## To be done
1. Transcribe the part of the passage on the book's structure starting at "The two major" and ending at "for the non-specialist).".
2. Translate this sentence from the passage on the book's structure into Spanish: "The two major chapters are those dealing with automatic classification and evaluation."

4

The structure of the book

The introduction presents some basic background material, demarcates the subject and discusses loosely some of the problems in IR. The chapters that follow cover topics in the order in which I would think about them were I about to design an experimental IR system. They begin by describing the generation of machine representations for the information, and then move on to an explanation of the logical structures that may be arrived at by clustering. There are numerous methods for representing these structures in the computer, or in other words, there is a choice of file structures to represent the logical structure, so these are outlined next. Once the information has been stored in this way we are able to search it, hence a discussion of search strategies follows. The chapter on probabilistic retrieval is an attempt to create a formal model for certain kinds of search strategies. Lastly, in an experimental situation all of the above will have been futile unless the results of retrieval can be evaluated. Therefore a large chapter is devoted to ways of measuring the effectiveness of retrieval. In the final chapter I have indulged in a little speculation about the possibilities for IR in the next decade.

The two major chapters are those dealing with automatic classification and evaluation. I have tried to write them in such a way that each can be read independently of the rest of the book (although I do not recommend this for the non-specialist).

## Dataset content
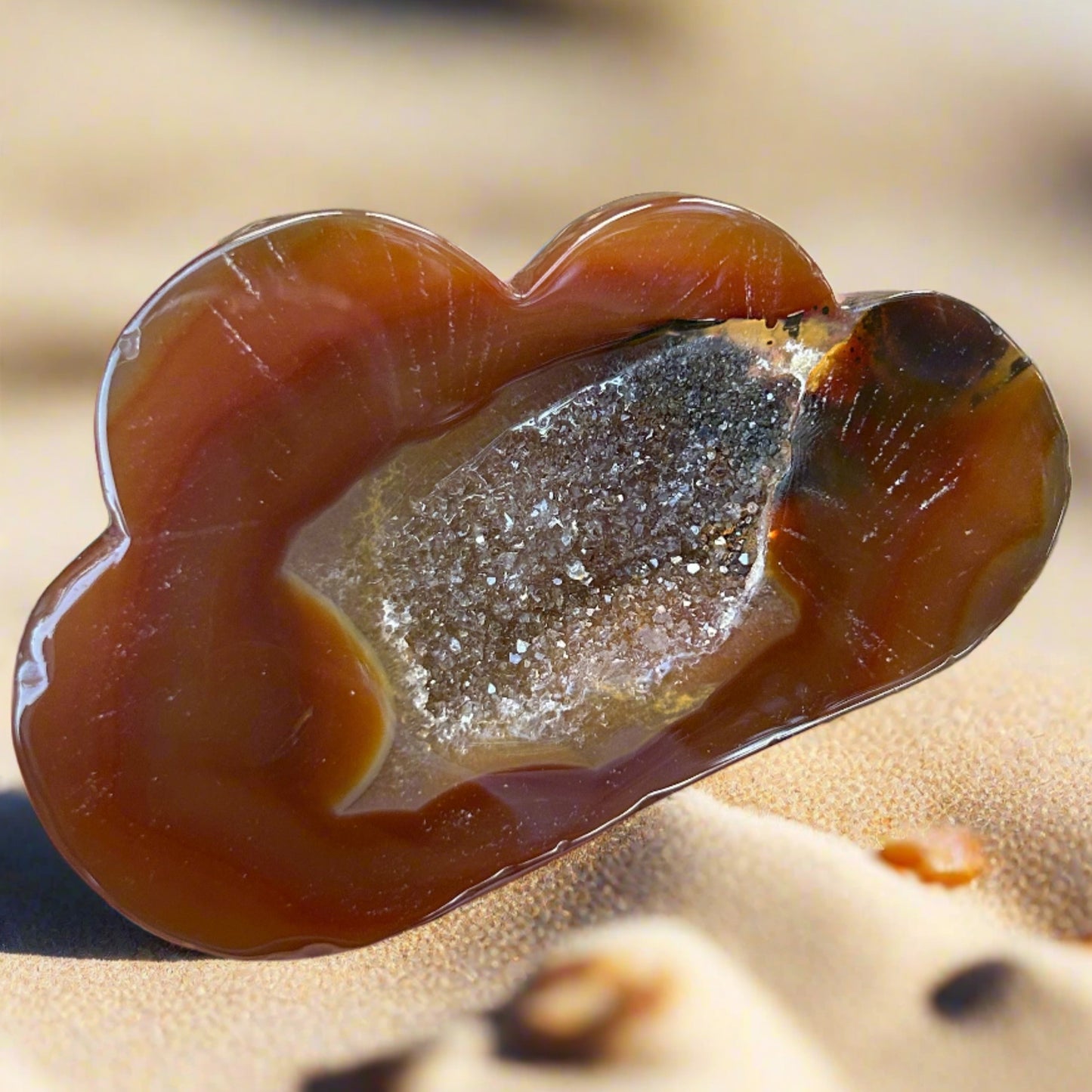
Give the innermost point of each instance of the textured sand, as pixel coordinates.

## Replies
1.
The two major chapters are those dealing with automatic classification and evaluation. I have tried to write them in such a way that each can be read independently of the rest of the book (although I do not recommend this for the non-specialist).

2. Los dos capítulos principales son los que tratan de la clasificación automática y la evaluación.